──────── INPUT ROWS ────────
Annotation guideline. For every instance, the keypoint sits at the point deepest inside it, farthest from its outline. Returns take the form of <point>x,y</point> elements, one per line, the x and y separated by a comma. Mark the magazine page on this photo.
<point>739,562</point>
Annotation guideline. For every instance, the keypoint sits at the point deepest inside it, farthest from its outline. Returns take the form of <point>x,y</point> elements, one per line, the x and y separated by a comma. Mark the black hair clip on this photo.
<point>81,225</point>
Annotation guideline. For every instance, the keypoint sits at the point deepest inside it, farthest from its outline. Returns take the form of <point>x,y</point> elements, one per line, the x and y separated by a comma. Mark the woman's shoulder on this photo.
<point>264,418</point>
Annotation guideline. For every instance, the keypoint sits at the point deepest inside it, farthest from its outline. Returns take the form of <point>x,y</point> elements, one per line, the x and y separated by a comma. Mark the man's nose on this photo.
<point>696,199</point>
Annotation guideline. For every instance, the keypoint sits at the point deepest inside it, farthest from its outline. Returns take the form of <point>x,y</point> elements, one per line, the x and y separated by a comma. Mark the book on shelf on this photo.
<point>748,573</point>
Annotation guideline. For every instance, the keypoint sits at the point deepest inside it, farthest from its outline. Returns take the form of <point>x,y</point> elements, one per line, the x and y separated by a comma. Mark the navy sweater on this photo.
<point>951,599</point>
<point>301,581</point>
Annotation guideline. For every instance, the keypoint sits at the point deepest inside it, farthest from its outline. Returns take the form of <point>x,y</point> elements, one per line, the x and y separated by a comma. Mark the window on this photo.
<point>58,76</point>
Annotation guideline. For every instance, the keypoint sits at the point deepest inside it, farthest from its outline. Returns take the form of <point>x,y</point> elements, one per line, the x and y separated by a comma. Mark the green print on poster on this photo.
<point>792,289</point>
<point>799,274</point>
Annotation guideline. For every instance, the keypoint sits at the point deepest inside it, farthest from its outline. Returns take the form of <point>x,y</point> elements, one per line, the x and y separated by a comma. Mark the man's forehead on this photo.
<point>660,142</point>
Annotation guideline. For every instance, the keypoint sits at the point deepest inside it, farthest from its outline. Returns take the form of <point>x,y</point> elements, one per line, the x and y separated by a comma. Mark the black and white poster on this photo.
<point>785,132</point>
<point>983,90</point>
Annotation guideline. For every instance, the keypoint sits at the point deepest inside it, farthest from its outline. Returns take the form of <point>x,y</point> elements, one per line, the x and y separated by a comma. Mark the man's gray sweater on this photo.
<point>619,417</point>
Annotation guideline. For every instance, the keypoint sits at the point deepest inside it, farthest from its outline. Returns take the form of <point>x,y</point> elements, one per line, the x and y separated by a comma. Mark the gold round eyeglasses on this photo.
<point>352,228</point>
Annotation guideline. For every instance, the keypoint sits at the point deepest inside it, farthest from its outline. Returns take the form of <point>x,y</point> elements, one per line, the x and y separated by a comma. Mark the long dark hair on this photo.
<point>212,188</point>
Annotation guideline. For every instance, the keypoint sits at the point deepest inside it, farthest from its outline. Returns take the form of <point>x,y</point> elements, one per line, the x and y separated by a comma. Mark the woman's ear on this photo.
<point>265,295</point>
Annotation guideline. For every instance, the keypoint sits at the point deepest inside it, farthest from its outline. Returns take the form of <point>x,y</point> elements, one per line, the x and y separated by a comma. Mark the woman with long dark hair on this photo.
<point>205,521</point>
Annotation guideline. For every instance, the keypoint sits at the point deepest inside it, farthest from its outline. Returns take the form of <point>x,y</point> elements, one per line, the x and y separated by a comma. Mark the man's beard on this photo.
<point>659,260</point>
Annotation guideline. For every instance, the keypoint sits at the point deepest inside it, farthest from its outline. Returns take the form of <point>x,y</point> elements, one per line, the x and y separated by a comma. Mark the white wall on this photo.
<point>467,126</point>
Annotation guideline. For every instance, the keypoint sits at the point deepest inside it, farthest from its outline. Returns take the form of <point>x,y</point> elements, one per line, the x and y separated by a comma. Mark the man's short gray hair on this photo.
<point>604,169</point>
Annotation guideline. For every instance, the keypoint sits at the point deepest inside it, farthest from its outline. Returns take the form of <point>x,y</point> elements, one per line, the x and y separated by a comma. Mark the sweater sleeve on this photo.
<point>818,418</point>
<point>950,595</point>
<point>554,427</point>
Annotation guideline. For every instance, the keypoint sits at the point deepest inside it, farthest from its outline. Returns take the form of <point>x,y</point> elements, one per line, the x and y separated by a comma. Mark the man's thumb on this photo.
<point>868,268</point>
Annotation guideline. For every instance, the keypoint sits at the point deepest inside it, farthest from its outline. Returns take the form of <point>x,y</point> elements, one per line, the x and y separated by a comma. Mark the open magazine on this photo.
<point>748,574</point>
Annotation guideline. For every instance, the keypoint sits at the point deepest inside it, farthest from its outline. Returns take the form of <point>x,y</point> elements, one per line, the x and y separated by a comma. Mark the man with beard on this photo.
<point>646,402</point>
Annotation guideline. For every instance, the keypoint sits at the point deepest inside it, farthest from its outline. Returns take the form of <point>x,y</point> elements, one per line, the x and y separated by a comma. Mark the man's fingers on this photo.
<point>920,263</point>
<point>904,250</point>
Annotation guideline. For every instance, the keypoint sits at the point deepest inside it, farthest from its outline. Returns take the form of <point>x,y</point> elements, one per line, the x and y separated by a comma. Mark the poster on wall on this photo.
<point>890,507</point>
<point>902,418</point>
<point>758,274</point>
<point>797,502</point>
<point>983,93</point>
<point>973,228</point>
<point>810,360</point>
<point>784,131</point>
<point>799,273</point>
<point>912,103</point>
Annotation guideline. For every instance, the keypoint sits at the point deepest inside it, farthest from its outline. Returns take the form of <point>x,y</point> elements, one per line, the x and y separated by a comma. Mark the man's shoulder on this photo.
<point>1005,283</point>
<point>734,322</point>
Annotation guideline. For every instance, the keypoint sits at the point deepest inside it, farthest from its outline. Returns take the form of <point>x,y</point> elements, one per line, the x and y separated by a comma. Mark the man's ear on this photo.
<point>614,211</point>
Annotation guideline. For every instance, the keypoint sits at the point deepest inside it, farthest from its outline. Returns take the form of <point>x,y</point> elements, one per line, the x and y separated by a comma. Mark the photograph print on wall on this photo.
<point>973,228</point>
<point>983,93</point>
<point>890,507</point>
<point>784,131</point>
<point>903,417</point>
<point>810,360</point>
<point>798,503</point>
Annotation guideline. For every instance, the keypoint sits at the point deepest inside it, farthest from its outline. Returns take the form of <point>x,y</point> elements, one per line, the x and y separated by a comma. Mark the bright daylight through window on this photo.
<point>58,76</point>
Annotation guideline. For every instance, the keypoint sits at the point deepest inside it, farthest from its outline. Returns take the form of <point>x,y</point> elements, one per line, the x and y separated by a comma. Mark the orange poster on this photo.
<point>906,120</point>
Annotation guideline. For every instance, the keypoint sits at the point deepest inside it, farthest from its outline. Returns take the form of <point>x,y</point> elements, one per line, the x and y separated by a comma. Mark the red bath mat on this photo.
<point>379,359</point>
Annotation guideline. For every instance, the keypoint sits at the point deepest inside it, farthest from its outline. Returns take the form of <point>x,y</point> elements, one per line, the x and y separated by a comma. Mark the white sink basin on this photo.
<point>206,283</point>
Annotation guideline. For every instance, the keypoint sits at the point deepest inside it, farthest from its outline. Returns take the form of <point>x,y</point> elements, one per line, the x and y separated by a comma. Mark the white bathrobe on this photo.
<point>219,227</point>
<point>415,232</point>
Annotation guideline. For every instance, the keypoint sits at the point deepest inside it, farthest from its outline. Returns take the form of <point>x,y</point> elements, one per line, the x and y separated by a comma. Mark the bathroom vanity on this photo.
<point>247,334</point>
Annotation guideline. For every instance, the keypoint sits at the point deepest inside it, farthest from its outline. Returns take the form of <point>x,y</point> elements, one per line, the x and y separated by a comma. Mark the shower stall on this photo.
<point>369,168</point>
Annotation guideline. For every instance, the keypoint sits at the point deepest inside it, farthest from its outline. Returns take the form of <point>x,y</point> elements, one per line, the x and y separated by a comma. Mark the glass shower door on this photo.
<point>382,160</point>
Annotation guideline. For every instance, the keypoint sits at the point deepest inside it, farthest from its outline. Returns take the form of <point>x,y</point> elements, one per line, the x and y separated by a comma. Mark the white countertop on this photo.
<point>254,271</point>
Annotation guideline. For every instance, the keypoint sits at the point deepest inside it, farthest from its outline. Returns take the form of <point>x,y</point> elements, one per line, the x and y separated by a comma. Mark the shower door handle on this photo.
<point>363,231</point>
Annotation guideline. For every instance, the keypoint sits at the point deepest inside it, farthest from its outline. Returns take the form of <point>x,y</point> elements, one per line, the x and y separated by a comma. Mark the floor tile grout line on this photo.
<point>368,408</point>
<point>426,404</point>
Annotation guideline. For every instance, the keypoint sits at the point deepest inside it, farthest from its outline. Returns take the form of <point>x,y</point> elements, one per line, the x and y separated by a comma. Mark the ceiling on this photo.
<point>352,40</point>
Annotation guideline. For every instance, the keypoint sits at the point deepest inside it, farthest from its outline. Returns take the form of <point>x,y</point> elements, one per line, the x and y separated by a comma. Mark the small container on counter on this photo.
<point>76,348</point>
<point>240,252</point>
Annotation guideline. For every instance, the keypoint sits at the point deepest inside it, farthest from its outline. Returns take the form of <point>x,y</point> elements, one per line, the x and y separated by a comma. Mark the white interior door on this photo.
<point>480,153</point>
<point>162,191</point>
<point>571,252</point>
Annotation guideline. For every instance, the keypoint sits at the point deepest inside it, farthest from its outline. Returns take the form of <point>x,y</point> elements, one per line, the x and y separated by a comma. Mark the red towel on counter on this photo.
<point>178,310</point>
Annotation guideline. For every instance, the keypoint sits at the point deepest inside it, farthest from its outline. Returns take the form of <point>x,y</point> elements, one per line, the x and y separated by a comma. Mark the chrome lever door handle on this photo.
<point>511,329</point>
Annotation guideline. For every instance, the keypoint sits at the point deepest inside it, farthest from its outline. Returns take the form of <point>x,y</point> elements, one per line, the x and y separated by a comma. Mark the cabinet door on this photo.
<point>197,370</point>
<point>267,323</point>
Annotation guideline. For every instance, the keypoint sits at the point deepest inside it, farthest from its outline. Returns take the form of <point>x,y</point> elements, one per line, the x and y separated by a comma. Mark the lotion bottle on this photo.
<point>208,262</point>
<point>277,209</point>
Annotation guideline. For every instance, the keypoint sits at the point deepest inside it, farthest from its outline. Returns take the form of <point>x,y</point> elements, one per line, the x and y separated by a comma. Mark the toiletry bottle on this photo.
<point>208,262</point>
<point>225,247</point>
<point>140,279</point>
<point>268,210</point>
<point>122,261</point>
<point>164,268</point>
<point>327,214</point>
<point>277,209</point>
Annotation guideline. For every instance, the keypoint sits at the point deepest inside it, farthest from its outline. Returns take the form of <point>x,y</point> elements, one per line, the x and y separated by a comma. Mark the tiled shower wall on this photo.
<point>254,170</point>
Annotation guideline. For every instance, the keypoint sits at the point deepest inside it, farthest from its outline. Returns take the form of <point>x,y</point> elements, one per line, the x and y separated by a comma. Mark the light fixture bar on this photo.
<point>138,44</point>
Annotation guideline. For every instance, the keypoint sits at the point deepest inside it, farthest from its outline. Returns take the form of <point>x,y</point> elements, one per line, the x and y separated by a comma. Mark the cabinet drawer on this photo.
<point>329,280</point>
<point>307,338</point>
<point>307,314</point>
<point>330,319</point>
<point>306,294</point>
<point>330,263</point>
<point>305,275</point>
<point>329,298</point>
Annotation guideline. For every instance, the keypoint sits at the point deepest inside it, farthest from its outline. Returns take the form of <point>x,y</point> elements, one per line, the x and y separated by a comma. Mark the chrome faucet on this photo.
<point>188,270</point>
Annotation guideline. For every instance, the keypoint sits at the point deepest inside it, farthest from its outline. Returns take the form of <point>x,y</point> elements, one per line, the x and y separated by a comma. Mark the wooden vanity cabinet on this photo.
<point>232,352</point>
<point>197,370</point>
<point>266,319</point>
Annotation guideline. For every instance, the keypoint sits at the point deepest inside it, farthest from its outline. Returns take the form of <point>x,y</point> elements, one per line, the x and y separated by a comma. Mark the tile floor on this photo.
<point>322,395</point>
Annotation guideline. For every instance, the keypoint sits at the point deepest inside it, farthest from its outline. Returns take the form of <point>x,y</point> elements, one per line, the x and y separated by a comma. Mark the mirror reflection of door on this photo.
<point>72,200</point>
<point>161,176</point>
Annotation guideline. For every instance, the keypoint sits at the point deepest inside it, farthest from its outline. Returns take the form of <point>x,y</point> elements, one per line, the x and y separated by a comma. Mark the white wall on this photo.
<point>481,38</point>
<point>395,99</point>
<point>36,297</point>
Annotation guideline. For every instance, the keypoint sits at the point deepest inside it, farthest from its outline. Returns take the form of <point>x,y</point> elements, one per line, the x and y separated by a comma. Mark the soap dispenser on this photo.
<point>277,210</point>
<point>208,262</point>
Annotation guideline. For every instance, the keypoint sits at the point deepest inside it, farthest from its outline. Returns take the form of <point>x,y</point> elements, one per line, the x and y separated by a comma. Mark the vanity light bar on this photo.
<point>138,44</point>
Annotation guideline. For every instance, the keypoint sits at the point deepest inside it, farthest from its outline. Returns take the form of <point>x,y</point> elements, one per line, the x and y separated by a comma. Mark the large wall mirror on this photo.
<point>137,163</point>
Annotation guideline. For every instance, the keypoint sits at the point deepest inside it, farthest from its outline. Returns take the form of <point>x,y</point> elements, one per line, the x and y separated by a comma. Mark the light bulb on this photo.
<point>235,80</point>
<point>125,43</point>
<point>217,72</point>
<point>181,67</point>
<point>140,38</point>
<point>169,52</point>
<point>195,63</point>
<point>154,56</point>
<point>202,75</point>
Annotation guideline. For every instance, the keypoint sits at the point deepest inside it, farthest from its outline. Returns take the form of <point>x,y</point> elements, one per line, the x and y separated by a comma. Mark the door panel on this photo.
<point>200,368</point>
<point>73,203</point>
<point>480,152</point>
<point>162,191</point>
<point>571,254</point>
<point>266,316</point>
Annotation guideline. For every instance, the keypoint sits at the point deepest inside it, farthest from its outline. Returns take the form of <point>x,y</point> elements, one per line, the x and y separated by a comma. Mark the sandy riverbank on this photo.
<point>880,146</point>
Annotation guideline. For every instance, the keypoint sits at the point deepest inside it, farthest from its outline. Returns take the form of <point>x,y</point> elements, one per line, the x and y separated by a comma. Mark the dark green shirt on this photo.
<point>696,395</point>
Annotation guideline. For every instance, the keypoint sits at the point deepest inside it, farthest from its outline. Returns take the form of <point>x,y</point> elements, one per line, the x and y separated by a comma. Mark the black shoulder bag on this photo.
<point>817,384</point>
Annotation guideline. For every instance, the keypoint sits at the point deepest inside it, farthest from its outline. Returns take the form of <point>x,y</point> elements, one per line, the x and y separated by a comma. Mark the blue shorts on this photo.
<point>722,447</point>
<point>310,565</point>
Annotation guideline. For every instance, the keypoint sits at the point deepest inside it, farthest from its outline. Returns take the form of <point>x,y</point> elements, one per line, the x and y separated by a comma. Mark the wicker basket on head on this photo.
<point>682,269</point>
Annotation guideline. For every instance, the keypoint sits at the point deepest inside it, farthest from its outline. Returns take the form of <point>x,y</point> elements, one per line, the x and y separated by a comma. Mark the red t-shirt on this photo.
────────
Rewrite every line of the material above from the line containing "shower door handle on this photo." through the line containing "<point>363,231</point>", both included, and shift each x and y coordinate in the answer points up by 123.

▶ **PROBLEM SOLUTION**
Annotation guideline. For every instance, the keypoint sits at the point deepest inside it, farthest from its outline. Returns take the form of <point>x,y</point> elements, one per line, the x and y separated by a comma. Mark the shower door handle on this photo.
<point>486,354</point>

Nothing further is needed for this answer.